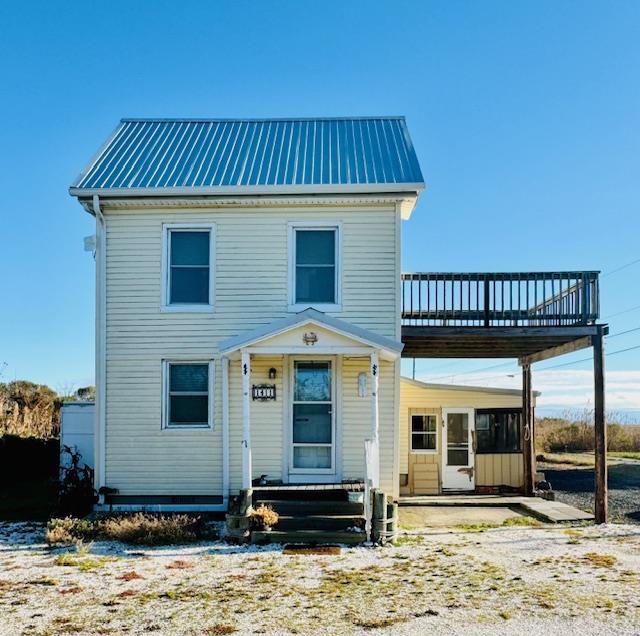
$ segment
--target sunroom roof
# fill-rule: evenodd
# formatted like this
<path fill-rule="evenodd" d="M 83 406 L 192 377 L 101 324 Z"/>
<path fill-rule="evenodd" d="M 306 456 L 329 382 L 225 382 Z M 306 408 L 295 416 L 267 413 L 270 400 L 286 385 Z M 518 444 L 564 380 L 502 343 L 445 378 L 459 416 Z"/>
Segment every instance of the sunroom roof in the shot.
<path fill-rule="evenodd" d="M 74 196 L 413 192 L 404 117 L 123 119 Z"/>

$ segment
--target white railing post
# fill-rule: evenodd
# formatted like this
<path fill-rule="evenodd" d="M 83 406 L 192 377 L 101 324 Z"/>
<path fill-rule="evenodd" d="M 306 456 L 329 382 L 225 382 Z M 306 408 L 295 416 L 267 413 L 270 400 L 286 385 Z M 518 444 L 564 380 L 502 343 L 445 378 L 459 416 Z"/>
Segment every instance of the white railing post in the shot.
<path fill-rule="evenodd" d="M 242 351 L 242 488 L 251 488 L 251 356 Z"/>

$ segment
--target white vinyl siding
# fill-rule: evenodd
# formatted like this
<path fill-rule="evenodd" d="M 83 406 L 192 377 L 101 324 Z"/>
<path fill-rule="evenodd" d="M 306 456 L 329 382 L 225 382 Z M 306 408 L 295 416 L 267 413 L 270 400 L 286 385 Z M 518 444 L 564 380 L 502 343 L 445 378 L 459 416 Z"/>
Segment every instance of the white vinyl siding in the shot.
<path fill-rule="evenodd" d="M 106 484 L 123 495 L 211 495 L 222 492 L 222 427 L 163 429 L 162 361 L 218 357 L 219 343 L 289 315 L 288 242 L 291 223 L 340 227 L 341 307 L 328 312 L 397 338 L 399 269 L 396 209 L 354 207 L 110 209 L 107 218 Z M 215 225 L 212 270 L 215 313 L 165 312 L 162 307 L 163 226 Z M 281 359 L 252 361 L 252 384 L 271 383 L 275 402 L 252 402 L 254 476 L 282 473 Z M 352 365 L 357 367 L 353 369 Z M 358 398 L 357 375 L 366 359 L 345 360 L 343 478 L 361 478 L 363 440 L 370 435 L 370 398 Z M 240 488 L 242 391 L 236 363 L 230 375 L 231 488 Z M 382 365 L 380 427 L 383 466 L 393 466 L 393 365 Z M 260 370 L 262 369 L 262 370 Z M 254 381 L 255 378 L 255 381 Z M 213 422 L 221 421 L 221 373 L 213 377 Z M 389 386 L 385 384 L 389 382 Z M 386 387 L 386 388 L 385 388 Z M 392 468 L 386 469 L 388 492 Z"/>

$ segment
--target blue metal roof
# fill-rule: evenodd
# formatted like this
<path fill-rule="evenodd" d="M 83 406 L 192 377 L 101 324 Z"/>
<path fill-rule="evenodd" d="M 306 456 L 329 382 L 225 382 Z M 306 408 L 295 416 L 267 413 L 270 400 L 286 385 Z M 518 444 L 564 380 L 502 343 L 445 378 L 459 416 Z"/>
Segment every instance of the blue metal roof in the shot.
<path fill-rule="evenodd" d="M 70 192 L 415 192 L 423 187 L 403 117 L 123 119 Z"/>

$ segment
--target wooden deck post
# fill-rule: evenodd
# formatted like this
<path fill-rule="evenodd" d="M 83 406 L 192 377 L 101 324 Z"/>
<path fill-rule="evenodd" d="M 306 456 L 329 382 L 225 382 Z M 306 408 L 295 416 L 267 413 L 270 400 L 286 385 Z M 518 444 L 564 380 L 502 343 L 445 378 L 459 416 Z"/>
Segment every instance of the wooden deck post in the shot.
<path fill-rule="evenodd" d="M 531 365 L 522 365 L 522 451 L 524 460 L 524 494 L 533 495 L 536 476 L 536 450 L 533 422 Z"/>
<path fill-rule="evenodd" d="M 594 429 L 596 447 L 596 523 L 607 523 L 607 422 L 604 399 L 604 336 L 593 336 Z"/>
<path fill-rule="evenodd" d="M 242 351 L 242 488 L 251 489 L 251 356 Z"/>

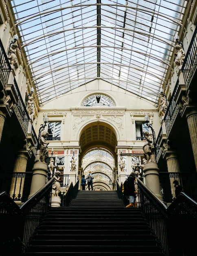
----
§ Exercise prompt: Copy out all of the material above word for word, but leave out the pictures.

§ Solution for this problem:
$ segment
--target sunroom roof
# fill-rule: evenodd
# formatted like this
<path fill-rule="evenodd" d="M 83 406 L 192 377 L 101 324 Z"/>
<path fill-rule="evenodd" d="M 306 456 L 329 382 L 225 382 Z M 306 408 L 295 416 L 267 413 L 270 400 L 286 385 Z M 518 444 L 564 380 L 502 343 L 445 378 L 459 416 Z"/>
Segment every instance of the sunroom roof in the shot.
<path fill-rule="evenodd" d="M 74 196 L 413 192 L 404 117 L 123 119 Z"/>

$ segment
--target white railing post
# fill-rule: evenodd
# formatted like this
<path fill-rule="evenodd" d="M 83 406 L 192 377 L 101 324 Z"/>
<path fill-rule="evenodd" d="M 306 456 L 329 382 L 225 382 Z M 306 408 L 295 416 L 267 413 L 270 400 L 286 385 Z M 518 444 L 564 380 L 502 343 L 445 378 L 459 416 Z"/>
Segment every instance of the white railing post in the shot.
<path fill-rule="evenodd" d="M 242 351 L 242 488 L 251 488 L 251 356 Z"/>

$ segment
--target white vinyl siding
# fill-rule: evenodd
# formatted like this
<path fill-rule="evenodd" d="M 83 406 L 192 377 L 101 324 Z"/>
<path fill-rule="evenodd" d="M 306 456 L 329 382 L 225 382 Z M 306 408 L 295 416 L 267 413 L 270 400 L 286 385 Z M 518 444 L 564 380 L 502 343 L 445 378 L 459 416 Z"/>
Segment every instance of the white vinyl siding in the shot.
<path fill-rule="evenodd" d="M 106 484 L 123 495 L 211 495 L 222 492 L 222 427 L 163 429 L 162 361 L 218 357 L 219 343 L 289 315 L 288 242 L 291 223 L 340 227 L 341 307 L 328 312 L 397 338 L 399 269 L 396 209 L 354 207 L 110 209 L 107 218 Z M 215 225 L 212 270 L 215 313 L 165 312 L 162 307 L 163 226 Z M 281 359 L 252 361 L 252 384 L 271 383 L 275 402 L 252 402 L 254 476 L 282 473 Z M 352 365 L 357 367 L 353 369 Z M 358 398 L 357 375 L 366 359 L 345 360 L 343 478 L 361 478 L 363 440 L 370 435 L 370 398 Z M 240 488 L 242 391 L 236 363 L 230 375 L 231 488 Z M 382 365 L 380 427 L 383 466 L 393 466 L 393 365 Z M 260 370 L 262 369 L 262 370 Z M 254 381 L 255 378 L 255 381 Z M 213 422 L 221 421 L 221 373 L 213 377 Z M 389 386 L 385 384 L 389 382 Z M 386 387 L 386 388 L 385 388 Z M 392 468 L 386 469 L 388 492 Z"/>

$ segment
--target blue metal roof
# fill-rule: evenodd
# formatted like this
<path fill-rule="evenodd" d="M 83 406 L 192 377 L 101 324 Z"/>
<path fill-rule="evenodd" d="M 306 456 L 329 382 L 225 382 Z M 306 408 L 295 416 L 267 413 L 270 400 L 286 385 Z M 518 444 L 564 380 L 502 343 L 445 378 L 459 416 Z"/>
Segment every instance of the blue metal roof in the shot.
<path fill-rule="evenodd" d="M 70 192 L 415 192 L 423 187 L 403 117 L 123 119 Z"/>

$ segment
--target wooden deck post
# fill-rule: evenodd
# formatted like this
<path fill-rule="evenodd" d="M 83 406 L 192 377 L 101 324 Z"/>
<path fill-rule="evenodd" d="M 306 456 L 329 382 L 225 382 Z M 306 408 L 295 416 L 267 413 L 270 400 L 286 385 Z M 518 444 L 564 380 L 502 343 L 445 378 L 459 416 Z"/>
Segment every instance of the wooden deck post in the shot.
<path fill-rule="evenodd" d="M 531 365 L 522 365 L 522 451 L 524 460 L 524 494 L 533 495 L 536 476 L 536 450 L 533 422 Z"/>
<path fill-rule="evenodd" d="M 594 429 L 596 447 L 596 523 L 607 523 L 607 422 L 604 399 L 604 336 L 593 336 Z"/>
<path fill-rule="evenodd" d="M 242 351 L 242 488 L 251 489 L 251 356 Z"/>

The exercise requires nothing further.